-- Ejercicio escrito A --
Transcriba del texto sobre Santi Moix el fragmento comprendido entre "De niño, Santi" y "abstractos e hipersaturados.", incluidos ambos extremos.
-- Ejercicio escrito B --
Resuma en dos oraciones el texto sobre Santi Moix.
-- Ejercicio escrito C --
Traduzca al inglés la siguiente oración del texto sobre Santi Moix: "Moix, quien no es religioso, se mostró reacio."

-- Texto proporcionado --
De niño, Santi Moix —el pintor nacido en Barcelona— a menudo hacía viajes de fin de semana con su padre a Saurí, una remota aldea catalana de dieciséis personas que está en lo alto de los Pirineos. Ahora, a los 57 años, Moix quizá es lo más cercano que Saurí tiene a una celebridad local, después de haberse hecho de una carrera exponiendo sus obras en el Museo Brooklyn, en la Galería M77 y en latienda de Prada en el barrio de SoHo en Nueva York (un encargo de 2013) que incluyen sus murales de flora y fauna, abstractos e hipersaturados.
Hace cinco años, el gobierno local y el obispo le preguntaron al artista si podía venir a pintar el interior de Sant Víctor, la iglesia románica de 1100 años de antigüedad de la aldea, cuyos muros de piedra sin tratar se habían vuelto opacos y decrépitos con el paso del tiempo. Moix, quien no es religioso, se mostró reacio. Finalmente, después de muchos meses de negociaciones, aceptó… pero solo si le daban licencia artística total, libre de obligaciones conceptuales para con la Iglesia o el Estado. “Fui claro en que no pintaría santos ni mártires”, dice.

Registros de un conjunto de datos de anotación
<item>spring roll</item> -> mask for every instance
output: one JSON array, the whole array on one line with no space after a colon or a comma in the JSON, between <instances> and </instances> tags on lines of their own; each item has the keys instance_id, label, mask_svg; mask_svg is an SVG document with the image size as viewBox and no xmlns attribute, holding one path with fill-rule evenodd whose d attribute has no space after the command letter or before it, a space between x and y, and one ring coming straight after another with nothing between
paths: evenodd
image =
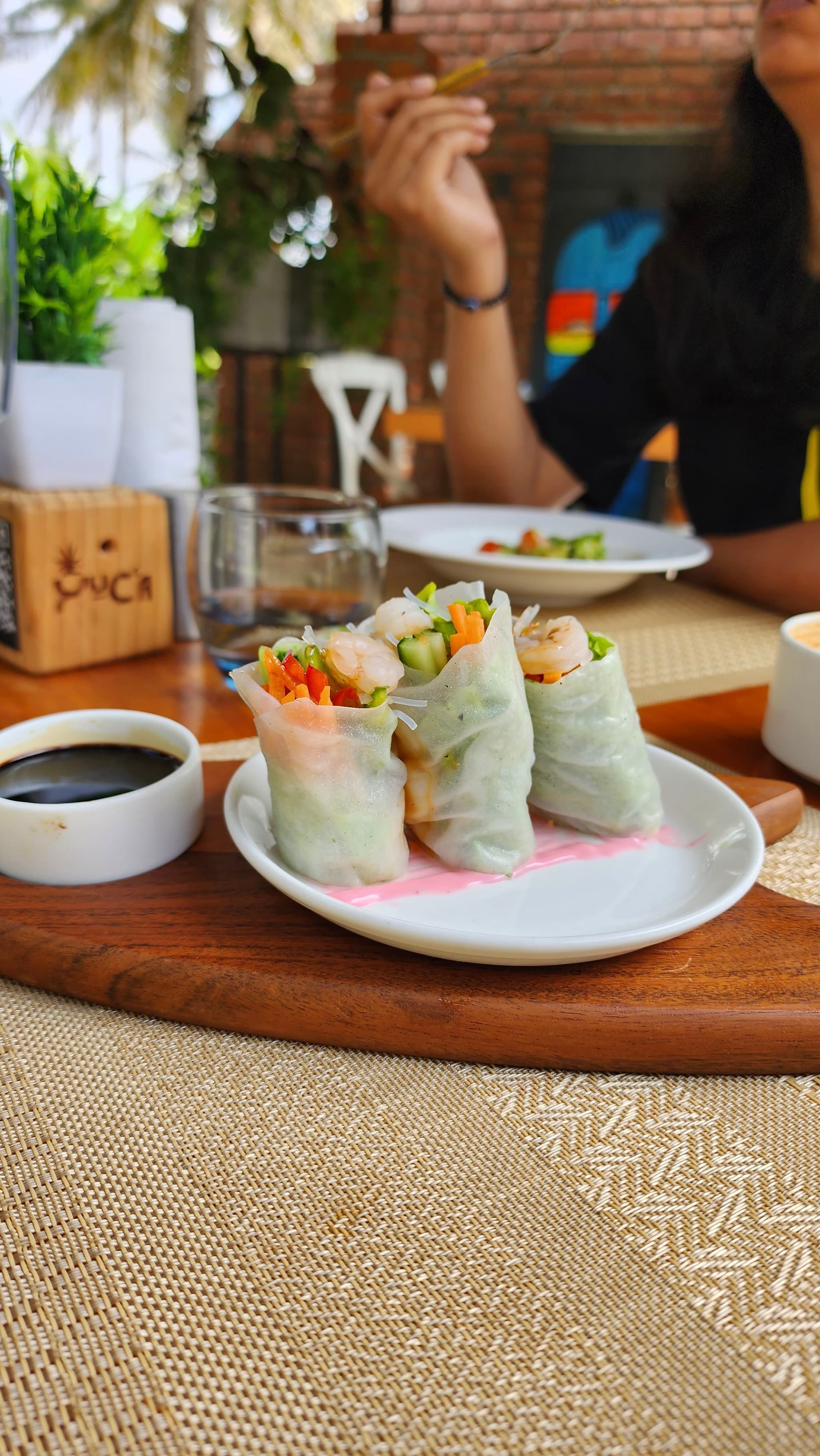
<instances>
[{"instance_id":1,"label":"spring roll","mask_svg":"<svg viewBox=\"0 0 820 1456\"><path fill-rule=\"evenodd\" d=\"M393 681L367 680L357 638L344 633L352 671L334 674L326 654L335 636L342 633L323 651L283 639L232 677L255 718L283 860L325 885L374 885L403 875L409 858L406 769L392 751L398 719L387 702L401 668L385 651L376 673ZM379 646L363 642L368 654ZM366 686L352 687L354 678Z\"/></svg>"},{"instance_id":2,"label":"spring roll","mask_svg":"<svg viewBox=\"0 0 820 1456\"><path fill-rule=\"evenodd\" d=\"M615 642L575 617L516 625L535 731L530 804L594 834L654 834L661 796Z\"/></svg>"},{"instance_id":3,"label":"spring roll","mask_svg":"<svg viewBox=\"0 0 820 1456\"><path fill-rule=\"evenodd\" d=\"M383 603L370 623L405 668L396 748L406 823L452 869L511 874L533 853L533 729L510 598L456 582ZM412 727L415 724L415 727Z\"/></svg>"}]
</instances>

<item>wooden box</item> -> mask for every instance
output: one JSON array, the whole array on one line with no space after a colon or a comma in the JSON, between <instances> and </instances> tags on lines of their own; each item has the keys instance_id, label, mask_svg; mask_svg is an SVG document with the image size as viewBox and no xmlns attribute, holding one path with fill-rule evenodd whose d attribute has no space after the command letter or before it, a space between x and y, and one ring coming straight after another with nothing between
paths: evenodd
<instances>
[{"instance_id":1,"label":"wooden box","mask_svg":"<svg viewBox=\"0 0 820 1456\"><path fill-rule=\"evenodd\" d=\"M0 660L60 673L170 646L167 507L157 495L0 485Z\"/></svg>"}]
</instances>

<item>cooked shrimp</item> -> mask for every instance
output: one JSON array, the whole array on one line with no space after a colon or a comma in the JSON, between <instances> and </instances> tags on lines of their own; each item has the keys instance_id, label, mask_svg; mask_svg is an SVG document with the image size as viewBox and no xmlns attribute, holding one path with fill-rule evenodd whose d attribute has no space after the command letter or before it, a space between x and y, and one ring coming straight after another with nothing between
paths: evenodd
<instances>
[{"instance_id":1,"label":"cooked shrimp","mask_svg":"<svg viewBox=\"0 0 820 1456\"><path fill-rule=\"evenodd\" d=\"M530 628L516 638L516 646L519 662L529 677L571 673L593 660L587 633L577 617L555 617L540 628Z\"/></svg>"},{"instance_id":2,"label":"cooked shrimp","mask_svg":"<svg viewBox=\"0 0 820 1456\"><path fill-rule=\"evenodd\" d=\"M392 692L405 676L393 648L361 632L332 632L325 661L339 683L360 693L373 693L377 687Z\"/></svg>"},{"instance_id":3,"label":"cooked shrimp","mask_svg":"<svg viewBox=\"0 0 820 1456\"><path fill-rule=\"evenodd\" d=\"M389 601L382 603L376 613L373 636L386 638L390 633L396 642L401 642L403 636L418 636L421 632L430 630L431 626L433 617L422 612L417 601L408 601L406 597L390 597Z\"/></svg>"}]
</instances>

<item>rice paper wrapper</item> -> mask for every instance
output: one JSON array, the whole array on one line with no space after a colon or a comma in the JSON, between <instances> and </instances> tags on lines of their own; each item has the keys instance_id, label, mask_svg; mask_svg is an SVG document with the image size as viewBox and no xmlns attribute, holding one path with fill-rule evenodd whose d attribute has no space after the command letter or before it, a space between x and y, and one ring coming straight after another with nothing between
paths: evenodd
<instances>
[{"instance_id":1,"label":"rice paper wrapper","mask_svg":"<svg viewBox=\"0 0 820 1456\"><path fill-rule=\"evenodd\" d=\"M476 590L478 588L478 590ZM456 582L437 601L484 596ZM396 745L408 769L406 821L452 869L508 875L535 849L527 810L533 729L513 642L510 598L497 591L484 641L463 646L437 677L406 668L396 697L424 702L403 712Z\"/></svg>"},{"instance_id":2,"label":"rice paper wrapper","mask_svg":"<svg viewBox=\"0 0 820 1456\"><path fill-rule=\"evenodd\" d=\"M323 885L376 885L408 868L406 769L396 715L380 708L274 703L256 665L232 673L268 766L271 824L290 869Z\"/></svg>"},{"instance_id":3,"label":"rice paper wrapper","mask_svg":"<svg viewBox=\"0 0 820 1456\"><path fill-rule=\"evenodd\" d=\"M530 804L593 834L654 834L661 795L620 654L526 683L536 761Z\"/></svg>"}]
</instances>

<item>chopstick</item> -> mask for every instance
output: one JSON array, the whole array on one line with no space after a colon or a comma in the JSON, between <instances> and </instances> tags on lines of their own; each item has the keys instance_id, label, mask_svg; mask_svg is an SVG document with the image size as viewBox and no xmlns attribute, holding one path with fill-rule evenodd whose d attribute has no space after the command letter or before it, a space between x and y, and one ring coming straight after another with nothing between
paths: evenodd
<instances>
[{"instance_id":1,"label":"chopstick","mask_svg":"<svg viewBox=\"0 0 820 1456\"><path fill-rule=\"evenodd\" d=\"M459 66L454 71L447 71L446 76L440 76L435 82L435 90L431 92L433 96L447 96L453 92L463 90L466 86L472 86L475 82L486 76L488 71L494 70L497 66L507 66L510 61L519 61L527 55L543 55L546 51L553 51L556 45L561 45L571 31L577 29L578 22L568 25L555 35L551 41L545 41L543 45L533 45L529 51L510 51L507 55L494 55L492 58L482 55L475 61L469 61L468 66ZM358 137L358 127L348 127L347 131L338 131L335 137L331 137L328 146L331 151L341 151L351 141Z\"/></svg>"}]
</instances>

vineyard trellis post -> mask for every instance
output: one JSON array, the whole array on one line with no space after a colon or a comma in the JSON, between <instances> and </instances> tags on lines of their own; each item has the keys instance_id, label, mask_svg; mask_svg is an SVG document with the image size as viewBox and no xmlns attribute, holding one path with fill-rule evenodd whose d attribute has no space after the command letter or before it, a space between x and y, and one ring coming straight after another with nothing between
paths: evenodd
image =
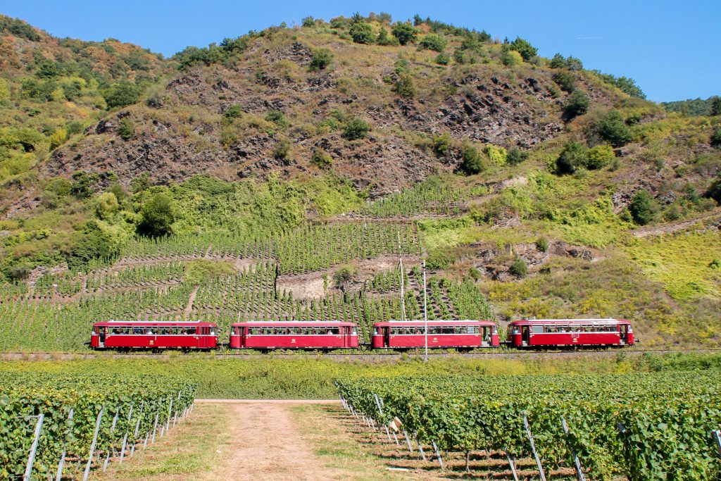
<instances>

-- Resultado del ejercicio A --
De niño, Santi Moix —el pintor nacido en Barcelona— a menudo hacía viajes de fin de semana con su padre a Saurí, una remota aldea catalana de dieciséis personas que está en lo alto de los Pirineos. Ahora, a los 57 años, Moix quizá es lo más cercano que Saurí tiene a una celebridad local, después de haberse hecho de una carrera exponiendo sus obras en el Museo Brooklyn, en la Galería M77 y en latienda de Prada en el barrio de SoHo en Nueva York (un encargo de 2013) que incluyen sus murales de flora y fauna, abstractos e hipersaturados.

-- Resultado del ejercicio B --
Santi Moix, pintor nacido en Barcelona que de niño viajaba con su padre a Saurí, una remota aldea de los Pirineos, ha expuesto su obra en el Museo Brooklyn, en la Galería M77 y en la tienda de Prada en SoHo, Nueva York. Hace cinco años, el gobierno local y el obispo le pidieron pintar el interior de Sant Víctor, la iglesia románica de la aldea, y él, que no es religioso, aceptó tras muchos meses de negociaciones a condición de recibir licencia artística total.

-- Resultado del ejercicio C --
Moix, who is not religious, was reluctant.